**Available data**
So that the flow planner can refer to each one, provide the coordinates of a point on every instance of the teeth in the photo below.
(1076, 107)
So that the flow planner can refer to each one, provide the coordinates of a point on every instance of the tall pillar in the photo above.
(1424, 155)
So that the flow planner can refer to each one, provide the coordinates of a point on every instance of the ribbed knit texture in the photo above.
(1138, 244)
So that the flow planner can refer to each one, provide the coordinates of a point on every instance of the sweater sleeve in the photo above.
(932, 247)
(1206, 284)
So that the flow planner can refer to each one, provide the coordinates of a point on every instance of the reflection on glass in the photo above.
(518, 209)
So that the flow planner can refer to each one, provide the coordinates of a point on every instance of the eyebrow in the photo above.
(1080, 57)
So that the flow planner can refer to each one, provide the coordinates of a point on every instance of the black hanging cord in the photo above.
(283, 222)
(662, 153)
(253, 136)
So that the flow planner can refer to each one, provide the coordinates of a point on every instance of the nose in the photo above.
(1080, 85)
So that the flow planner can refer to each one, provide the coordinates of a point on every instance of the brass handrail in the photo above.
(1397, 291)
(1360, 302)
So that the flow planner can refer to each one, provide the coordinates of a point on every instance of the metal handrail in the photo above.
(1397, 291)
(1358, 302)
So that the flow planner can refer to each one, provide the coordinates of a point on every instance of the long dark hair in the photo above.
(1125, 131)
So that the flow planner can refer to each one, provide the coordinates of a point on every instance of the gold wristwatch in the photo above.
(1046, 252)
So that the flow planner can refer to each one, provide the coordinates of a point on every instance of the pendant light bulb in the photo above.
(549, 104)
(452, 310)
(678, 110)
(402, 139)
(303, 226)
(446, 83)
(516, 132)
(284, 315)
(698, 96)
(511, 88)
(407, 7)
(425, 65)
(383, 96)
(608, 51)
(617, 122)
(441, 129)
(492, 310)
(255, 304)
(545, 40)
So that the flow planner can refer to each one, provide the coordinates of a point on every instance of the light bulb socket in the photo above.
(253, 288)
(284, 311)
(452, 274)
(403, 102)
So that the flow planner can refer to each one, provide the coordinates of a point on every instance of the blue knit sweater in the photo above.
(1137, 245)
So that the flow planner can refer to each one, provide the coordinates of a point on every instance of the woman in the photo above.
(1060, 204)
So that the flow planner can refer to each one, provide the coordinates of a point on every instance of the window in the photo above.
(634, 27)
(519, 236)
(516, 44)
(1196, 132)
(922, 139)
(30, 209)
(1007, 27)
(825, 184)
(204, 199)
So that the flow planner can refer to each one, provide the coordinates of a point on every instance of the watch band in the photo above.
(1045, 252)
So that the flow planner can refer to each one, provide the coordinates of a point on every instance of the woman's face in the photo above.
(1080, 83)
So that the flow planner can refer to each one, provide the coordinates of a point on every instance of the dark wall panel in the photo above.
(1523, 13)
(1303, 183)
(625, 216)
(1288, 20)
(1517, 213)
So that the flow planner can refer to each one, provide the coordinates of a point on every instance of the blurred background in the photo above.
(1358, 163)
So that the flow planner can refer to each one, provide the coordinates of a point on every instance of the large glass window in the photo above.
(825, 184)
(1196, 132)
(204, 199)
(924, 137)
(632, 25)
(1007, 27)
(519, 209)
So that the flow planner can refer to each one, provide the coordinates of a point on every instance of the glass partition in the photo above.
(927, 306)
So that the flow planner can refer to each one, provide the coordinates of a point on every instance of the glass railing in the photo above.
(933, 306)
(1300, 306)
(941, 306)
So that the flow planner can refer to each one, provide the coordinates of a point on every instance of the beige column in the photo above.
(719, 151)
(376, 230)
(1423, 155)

**Given request**
Can you convert the records, starting with the line that contains "pillar in the photo above." and going on through the line that contains "(1206, 284)", into a two-column CSV with the columns record_text and answer? Use one row per record, put each value in a single quoted field, and replace any line breaks with spaces.

**Task output**
record_text,answer
"So that the flow planner can refer to each one, provide the coordinates of a point on every instance of the tall pillar in the photo above.","(1424, 155)"
"So that the flow planner can refer to each one, provide the coordinates of a point on every instance of the ribbed knit texture in the photo above.","(1138, 244)"
"So that the flow planner can refer to each one, provide the coordinates of a point on every instance of the sweater sleeve in the photo above.","(932, 247) (1206, 284)"